Task goal:
Count the lines in the records below that contain the word "blurred", and reply with that number alone.
- - -
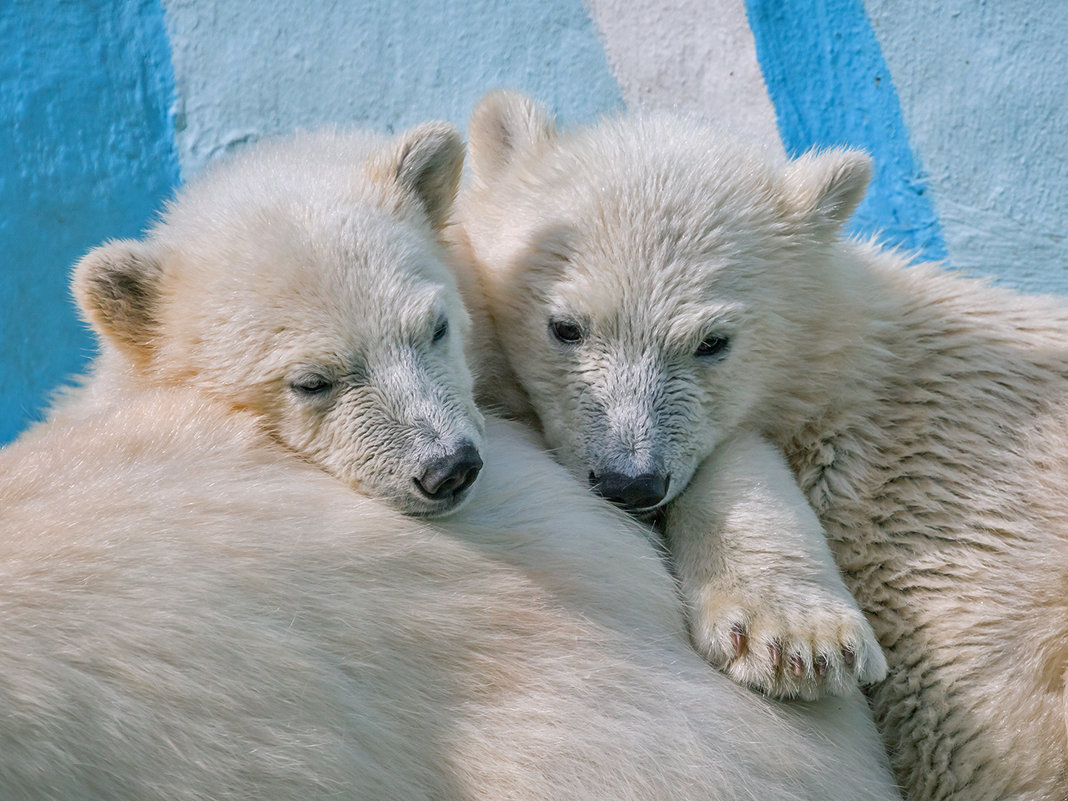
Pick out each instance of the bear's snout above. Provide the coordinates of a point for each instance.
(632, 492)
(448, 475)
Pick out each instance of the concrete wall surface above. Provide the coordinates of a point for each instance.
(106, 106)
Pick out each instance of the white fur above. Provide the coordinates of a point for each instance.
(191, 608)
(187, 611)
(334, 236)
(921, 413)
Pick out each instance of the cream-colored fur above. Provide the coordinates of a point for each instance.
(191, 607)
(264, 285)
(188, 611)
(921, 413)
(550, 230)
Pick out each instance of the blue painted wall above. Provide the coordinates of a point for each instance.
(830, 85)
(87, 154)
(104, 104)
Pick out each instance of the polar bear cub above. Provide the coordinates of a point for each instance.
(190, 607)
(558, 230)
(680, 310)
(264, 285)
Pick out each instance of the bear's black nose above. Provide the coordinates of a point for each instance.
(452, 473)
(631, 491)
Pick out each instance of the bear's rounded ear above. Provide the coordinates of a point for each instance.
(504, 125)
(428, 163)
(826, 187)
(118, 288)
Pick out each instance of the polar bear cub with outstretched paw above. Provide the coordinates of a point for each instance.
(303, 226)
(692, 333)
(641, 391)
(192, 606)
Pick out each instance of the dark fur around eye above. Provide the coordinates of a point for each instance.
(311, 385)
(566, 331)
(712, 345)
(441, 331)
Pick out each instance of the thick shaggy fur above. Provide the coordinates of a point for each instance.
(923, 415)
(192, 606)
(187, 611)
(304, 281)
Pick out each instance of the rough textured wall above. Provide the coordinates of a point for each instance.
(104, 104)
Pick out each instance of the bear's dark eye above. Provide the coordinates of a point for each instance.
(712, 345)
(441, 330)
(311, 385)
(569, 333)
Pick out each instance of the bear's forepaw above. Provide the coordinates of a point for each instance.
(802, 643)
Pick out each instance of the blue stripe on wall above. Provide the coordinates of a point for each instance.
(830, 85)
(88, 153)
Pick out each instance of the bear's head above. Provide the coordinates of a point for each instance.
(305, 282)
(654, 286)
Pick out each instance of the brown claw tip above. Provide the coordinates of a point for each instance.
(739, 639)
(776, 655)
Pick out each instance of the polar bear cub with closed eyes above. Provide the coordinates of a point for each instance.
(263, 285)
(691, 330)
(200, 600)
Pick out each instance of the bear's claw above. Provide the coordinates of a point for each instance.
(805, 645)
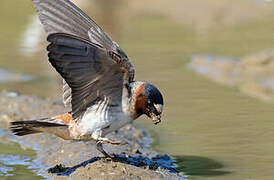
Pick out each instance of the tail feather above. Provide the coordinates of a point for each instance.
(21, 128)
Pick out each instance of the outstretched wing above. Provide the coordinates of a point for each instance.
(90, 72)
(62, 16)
- - -
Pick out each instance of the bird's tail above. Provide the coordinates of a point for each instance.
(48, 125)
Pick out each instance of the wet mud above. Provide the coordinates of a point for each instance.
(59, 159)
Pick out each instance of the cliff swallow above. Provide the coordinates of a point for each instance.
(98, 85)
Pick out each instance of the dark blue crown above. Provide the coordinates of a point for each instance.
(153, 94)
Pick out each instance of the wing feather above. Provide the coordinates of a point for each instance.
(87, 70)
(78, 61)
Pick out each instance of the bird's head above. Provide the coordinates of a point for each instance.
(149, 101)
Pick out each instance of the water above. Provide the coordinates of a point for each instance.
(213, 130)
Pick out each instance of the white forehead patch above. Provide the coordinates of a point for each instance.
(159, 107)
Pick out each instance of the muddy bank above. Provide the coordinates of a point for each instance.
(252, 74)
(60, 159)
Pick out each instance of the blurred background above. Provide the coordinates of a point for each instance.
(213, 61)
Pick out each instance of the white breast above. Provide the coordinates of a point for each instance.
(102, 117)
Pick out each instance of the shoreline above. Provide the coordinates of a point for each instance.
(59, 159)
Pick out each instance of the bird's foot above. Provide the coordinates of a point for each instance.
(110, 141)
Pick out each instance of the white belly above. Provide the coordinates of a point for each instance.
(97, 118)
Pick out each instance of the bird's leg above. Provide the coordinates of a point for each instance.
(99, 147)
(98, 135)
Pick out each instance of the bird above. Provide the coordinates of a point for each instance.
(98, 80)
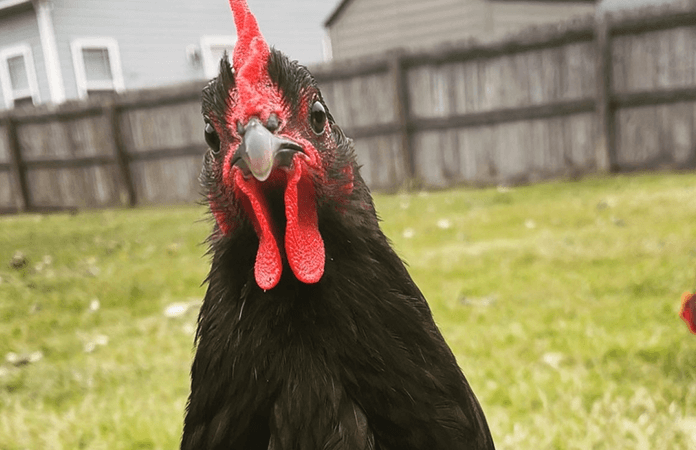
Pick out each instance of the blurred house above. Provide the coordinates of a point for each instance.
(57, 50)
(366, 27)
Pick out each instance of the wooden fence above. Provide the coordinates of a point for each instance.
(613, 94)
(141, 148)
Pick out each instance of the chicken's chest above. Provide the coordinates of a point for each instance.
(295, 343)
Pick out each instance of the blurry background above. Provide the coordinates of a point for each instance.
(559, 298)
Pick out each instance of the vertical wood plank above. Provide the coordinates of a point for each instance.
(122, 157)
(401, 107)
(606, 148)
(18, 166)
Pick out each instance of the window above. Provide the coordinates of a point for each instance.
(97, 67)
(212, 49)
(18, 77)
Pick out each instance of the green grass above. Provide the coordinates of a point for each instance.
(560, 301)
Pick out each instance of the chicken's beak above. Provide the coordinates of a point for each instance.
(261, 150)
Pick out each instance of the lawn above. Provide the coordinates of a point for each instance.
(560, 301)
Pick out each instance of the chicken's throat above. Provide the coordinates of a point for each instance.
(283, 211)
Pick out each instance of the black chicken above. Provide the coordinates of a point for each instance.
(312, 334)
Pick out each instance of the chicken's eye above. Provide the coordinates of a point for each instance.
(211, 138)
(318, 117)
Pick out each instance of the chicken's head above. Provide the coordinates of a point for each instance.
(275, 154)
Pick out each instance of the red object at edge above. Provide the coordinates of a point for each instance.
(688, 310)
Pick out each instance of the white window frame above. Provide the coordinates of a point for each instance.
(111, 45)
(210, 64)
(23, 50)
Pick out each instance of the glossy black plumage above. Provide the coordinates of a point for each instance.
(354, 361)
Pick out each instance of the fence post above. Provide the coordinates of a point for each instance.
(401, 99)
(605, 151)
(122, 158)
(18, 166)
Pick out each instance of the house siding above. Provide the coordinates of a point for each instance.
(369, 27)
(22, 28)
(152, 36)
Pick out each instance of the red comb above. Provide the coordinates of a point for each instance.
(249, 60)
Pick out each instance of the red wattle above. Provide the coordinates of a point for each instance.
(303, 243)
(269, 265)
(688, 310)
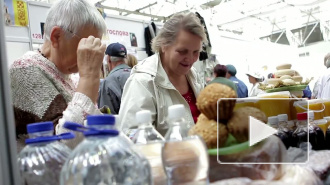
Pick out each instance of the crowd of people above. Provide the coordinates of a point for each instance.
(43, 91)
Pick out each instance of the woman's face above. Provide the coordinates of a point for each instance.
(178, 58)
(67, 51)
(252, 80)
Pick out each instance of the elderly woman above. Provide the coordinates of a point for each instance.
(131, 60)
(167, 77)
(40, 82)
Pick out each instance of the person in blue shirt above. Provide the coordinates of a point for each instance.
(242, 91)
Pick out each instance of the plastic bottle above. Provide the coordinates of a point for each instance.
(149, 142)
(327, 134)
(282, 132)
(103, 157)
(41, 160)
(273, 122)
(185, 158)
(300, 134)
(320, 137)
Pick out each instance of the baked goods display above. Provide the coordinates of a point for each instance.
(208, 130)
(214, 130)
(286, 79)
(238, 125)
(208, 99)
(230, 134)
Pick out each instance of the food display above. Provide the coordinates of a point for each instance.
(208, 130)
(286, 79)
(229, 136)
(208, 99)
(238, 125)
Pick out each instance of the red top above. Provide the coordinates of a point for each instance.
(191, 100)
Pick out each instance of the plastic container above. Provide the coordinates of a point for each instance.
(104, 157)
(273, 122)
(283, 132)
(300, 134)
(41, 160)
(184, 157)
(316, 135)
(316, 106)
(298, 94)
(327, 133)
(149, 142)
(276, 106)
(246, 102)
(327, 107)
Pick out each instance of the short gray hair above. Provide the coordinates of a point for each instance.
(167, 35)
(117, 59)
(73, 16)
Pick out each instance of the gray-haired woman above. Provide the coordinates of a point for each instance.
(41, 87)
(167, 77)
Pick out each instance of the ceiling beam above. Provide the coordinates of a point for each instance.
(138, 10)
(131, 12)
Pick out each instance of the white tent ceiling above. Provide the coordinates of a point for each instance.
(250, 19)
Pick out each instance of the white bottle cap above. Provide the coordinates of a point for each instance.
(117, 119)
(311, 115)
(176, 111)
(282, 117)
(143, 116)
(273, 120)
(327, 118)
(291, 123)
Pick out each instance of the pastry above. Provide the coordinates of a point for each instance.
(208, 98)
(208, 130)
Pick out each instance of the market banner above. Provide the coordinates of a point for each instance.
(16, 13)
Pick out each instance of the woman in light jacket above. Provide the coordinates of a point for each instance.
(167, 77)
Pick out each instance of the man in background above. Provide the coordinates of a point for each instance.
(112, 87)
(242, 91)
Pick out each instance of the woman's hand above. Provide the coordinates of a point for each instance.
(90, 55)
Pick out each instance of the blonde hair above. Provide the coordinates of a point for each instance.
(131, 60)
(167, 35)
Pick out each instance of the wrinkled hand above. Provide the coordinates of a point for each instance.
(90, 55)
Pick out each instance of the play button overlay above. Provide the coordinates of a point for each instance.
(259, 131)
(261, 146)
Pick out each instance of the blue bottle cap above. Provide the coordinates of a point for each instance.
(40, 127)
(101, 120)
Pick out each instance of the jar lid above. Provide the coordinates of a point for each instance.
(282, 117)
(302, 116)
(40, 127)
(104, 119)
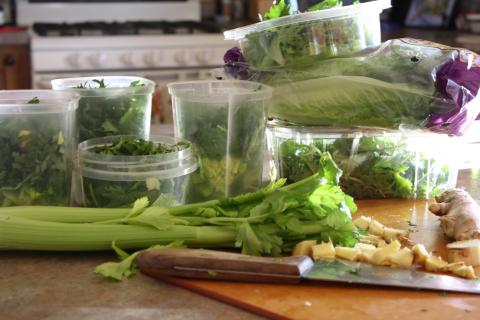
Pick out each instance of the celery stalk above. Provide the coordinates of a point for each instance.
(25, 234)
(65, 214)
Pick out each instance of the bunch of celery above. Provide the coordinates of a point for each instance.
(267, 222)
- - -
Task solution:
2